Region annotation entries
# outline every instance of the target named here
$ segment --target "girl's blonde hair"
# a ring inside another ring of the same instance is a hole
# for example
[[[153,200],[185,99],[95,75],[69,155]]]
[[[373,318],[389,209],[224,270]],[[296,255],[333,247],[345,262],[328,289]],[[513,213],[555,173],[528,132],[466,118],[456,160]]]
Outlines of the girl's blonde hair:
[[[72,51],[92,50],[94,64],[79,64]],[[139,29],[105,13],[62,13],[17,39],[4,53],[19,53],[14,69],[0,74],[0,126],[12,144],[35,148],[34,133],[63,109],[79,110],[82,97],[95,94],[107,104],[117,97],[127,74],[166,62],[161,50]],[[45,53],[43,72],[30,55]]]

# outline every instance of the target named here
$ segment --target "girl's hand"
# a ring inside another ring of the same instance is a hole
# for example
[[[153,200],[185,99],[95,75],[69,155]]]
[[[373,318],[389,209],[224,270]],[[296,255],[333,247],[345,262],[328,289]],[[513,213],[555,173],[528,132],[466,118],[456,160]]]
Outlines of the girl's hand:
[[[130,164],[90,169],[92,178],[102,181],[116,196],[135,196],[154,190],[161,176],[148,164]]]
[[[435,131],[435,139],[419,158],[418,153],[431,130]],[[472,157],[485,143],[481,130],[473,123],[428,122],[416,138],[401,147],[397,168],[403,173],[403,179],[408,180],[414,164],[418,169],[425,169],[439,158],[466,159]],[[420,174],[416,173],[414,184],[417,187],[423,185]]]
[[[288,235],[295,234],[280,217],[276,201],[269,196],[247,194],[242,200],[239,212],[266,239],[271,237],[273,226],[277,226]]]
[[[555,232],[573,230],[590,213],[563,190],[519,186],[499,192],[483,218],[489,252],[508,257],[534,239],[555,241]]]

Given task: Pick out every line of the material above that contains the word "hair", and copy each such line in full.

Exercise output:
$ segment --target "girl's blonde hair"
Outlines of the girl's blonde hair:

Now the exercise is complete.